▶ Task prompt
Could you write out every record below exactly, leaving out any pictures?

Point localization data
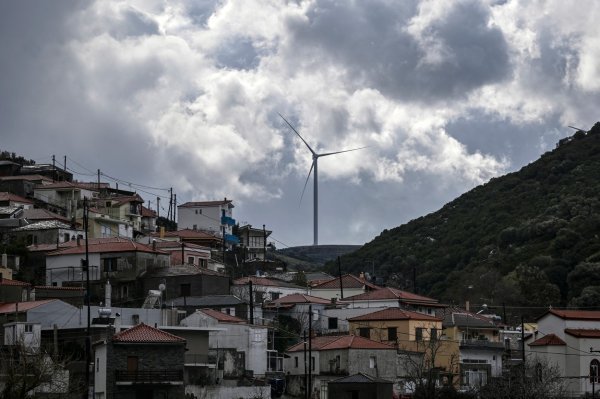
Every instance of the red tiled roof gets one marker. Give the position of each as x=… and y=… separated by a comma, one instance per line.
x=5, y=281
x=548, y=340
x=186, y=233
x=332, y=342
x=394, y=314
x=348, y=281
x=55, y=288
x=103, y=245
x=299, y=298
x=11, y=307
x=204, y=203
x=574, y=314
x=92, y=186
x=222, y=317
x=26, y=177
x=392, y=293
x=4, y=196
x=147, y=334
x=264, y=281
x=583, y=332
x=148, y=213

▶ Task result
Every instance of the red tiled roof gets one marker. Give the position of each as x=… and y=… separated by a comma, one instance per line.
x=5, y=281
x=548, y=340
x=186, y=233
x=332, y=342
x=394, y=314
x=348, y=281
x=55, y=288
x=103, y=245
x=299, y=298
x=11, y=307
x=204, y=203
x=574, y=314
x=92, y=186
x=222, y=317
x=26, y=177
x=392, y=293
x=4, y=196
x=147, y=334
x=264, y=281
x=583, y=332
x=148, y=213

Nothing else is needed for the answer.